◆ **Aim**:
Take down each entry exactly as written.

◆ **The input**:
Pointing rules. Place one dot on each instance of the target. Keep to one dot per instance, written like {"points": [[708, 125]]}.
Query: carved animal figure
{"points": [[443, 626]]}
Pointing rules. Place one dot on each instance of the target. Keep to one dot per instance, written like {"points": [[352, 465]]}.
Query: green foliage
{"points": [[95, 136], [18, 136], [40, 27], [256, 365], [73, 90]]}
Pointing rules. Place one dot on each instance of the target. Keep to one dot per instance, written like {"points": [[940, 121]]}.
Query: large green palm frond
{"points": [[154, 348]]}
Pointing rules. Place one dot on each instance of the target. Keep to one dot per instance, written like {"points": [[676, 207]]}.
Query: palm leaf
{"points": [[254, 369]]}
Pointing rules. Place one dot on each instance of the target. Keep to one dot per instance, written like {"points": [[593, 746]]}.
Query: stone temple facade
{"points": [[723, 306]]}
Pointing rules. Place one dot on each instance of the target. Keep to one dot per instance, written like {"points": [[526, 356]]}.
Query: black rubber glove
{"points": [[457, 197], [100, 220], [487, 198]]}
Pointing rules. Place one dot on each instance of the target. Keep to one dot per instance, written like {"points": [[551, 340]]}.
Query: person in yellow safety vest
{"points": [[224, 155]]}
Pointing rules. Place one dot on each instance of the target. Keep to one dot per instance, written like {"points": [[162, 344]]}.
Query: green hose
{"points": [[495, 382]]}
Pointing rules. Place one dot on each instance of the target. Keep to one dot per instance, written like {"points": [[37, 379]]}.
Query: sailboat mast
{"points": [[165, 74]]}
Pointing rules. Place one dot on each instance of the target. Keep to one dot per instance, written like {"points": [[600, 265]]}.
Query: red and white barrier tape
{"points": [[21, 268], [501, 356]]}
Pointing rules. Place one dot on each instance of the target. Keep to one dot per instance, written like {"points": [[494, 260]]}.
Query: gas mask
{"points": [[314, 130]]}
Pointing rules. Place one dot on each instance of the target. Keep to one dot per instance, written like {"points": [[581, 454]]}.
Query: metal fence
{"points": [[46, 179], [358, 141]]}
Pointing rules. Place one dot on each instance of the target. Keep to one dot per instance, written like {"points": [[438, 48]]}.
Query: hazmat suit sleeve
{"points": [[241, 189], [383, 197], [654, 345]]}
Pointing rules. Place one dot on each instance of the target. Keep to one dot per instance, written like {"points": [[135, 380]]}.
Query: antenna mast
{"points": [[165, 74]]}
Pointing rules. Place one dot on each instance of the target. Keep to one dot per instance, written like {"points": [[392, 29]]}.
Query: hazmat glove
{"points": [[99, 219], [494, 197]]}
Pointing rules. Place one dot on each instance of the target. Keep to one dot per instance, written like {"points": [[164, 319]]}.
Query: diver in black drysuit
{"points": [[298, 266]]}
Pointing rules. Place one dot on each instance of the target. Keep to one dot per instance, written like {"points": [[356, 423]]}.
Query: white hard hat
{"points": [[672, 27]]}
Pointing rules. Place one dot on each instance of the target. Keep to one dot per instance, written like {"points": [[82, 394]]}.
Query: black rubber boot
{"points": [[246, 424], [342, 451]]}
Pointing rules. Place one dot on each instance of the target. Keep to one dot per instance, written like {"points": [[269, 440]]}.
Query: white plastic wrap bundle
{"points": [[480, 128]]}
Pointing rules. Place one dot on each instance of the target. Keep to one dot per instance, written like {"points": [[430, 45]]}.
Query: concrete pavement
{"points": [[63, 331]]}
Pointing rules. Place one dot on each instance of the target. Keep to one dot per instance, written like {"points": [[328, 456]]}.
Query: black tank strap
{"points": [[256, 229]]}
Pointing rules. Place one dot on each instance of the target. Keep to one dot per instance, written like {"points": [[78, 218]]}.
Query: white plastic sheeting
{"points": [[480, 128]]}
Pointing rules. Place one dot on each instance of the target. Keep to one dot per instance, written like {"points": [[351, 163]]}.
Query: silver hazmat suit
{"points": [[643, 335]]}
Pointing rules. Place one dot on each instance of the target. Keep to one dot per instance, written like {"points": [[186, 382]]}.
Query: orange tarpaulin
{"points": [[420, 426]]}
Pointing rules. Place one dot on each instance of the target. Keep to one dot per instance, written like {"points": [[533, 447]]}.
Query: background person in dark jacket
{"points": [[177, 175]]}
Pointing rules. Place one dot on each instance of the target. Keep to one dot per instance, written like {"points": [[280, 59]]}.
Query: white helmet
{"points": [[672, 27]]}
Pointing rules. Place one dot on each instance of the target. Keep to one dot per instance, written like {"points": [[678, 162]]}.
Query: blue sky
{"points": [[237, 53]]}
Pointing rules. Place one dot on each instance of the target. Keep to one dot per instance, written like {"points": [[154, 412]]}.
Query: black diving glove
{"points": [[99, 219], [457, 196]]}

◆ **Exercise result**:
Pointing rules. Place one dot on each instance of the target. Keep to one dot per instance, written like {"points": [[708, 125]]}.
Query: carved animal figure
{"points": [[443, 626]]}
Pointing rules. Place one dot on each instance of the target. Keep to one dot per instance, written like {"points": [[352, 465]]}.
Query: green foliage
{"points": [[95, 136], [18, 136], [40, 27], [256, 365], [73, 90]]}
Pointing rules. Place one dot on each instance of the target. Keep to one dot per instance, written like {"points": [[940, 121]]}.
Query: large green palm frond
{"points": [[154, 348]]}
Pointing rules. Place one dot on each instance of the target. Keep to one dot per instance, written like {"points": [[676, 207]]}.
Query: palm leaf
{"points": [[254, 369]]}
Pointing rules. Place one dot on each instance of the target. Keep to one dot per instance, written like {"points": [[593, 746]]}.
Query: stone temple facade
{"points": [[723, 306]]}
Pointing rules. Place one dot on each instance of the target. Keep to one dot per instance, written like {"points": [[526, 356]]}.
Query: black rubber glove
{"points": [[457, 197], [100, 220], [487, 198]]}
Pointing rules. Place one dot on each instance of the target. Keep to one dot per instance, written like {"points": [[551, 340]]}.
Query: person in yellow safety vest
{"points": [[224, 155]]}
Pointing rules. Place one dot on each instance of the target. Keep to one dot per instance, written like {"points": [[162, 344]]}.
Query: green hose
{"points": [[495, 382]]}
Pointing rules. Place one dot on each instance of the target. Keep to one dot per instance, written like {"points": [[37, 379]]}.
Query: sailboat mast
{"points": [[165, 74]]}
Pointing rules. Place one dot on each instance of the target. Keep to one dot per instance, written like {"points": [[600, 265]]}.
Query: red and white barrier tape
{"points": [[21, 268], [501, 356]]}
Pointing rules. Place one dot on each instance of the target. Keep to one dot per instance, written like {"points": [[494, 260]]}.
Query: gas mask
{"points": [[314, 130]]}
Pointing rules. Place one dot on each instance of the target. Keep to one dot per instance, written like {"points": [[581, 454]]}.
Query: metal fence
{"points": [[46, 179], [358, 141]]}
Pointing rules. Place one dot on each instance of the target. Keep to one dot per instance, written like {"points": [[438, 48]]}.
Query: hazmat suit sleeve
{"points": [[241, 189], [383, 197], [654, 345]]}
Pointing rules. Place one dot on each instance of the target. Keep to one dot per instance, written like {"points": [[135, 380]]}.
Query: antenna mast
{"points": [[165, 74]]}
Pointing rules. Place one dot on each instance of the target. Keep to one dot per instance, written like {"points": [[392, 29]]}.
Query: hazmat glove
{"points": [[99, 219], [494, 197]]}
Pointing rules. Place one dot on each instance of the target. Keep to one dot per instance, written like {"points": [[164, 319]]}.
Query: diver in black drysuit
{"points": [[298, 266]]}
Pointing rules. Place one dot on each instance of the target. Keep to one dot per instance, written like {"points": [[356, 423]]}.
Query: white hard hat
{"points": [[672, 27]]}
Pointing rules. Place one dot on each instance of the target. Keep to one dot per instance, written like {"points": [[82, 394]]}.
Query: black rubber boot
{"points": [[246, 424], [342, 451]]}
Pointing rules. Place one dot on each instance of the target. Keep to one dot per instance, written like {"points": [[269, 440]]}.
Query: white plastic wrap bundle
{"points": [[480, 128]]}
Pointing rules. Place one dot on each instance of the target. Keep to one dot per instance, written like {"points": [[430, 45]]}.
Query: concrete pavement
{"points": [[63, 331]]}
Pointing rules. Place one dot on each instance of the target. Keep to one dot per instance, written like {"points": [[328, 456]]}.
Query: black tank strap
{"points": [[256, 229]]}
Pointing rules. Place one dot on each instance of the target. Keep to one dot per instance, written like {"points": [[78, 218]]}.
Query: white plastic sheeting
{"points": [[480, 128]]}
Pointing rules. Place one dot on each instance of the target. Keep to one dot per instance, written like {"points": [[351, 163]]}.
Query: silver hazmat suit
{"points": [[643, 335]]}
Pointing rules. Place one dot on each instance of the target. Keep to one dot per instance, written like {"points": [[186, 382]]}.
Query: orange tarpaulin
{"points": [[420, 426]]}
Pointing rules. Place one dot on each instance of the target. Keep to one dot per instance, written like {"points": [[533, 447]]}.
Query: background person in dark jacket
{"points": [[177, 175]]}
Pointing rules. Place one dot on each instance of the target. Keep to one dot per instance, written like {"points": [[280, 59]]}.
Query: white helmet
{"points": [[672, 27]]}
Pointing rules. Place one dot on each instance of the target. Keep to one dot per instance, written like {"points": [[678, 162]]}.
Query: blue sky
{"points": [[237, 53]]}
Pointing rules. Place one dot on each instance of the target. Keep to one dot per instance, written like {"points": [[154, 412]]}.
Query: black diving glove
{"points": [[99, 219], [457, 196]]}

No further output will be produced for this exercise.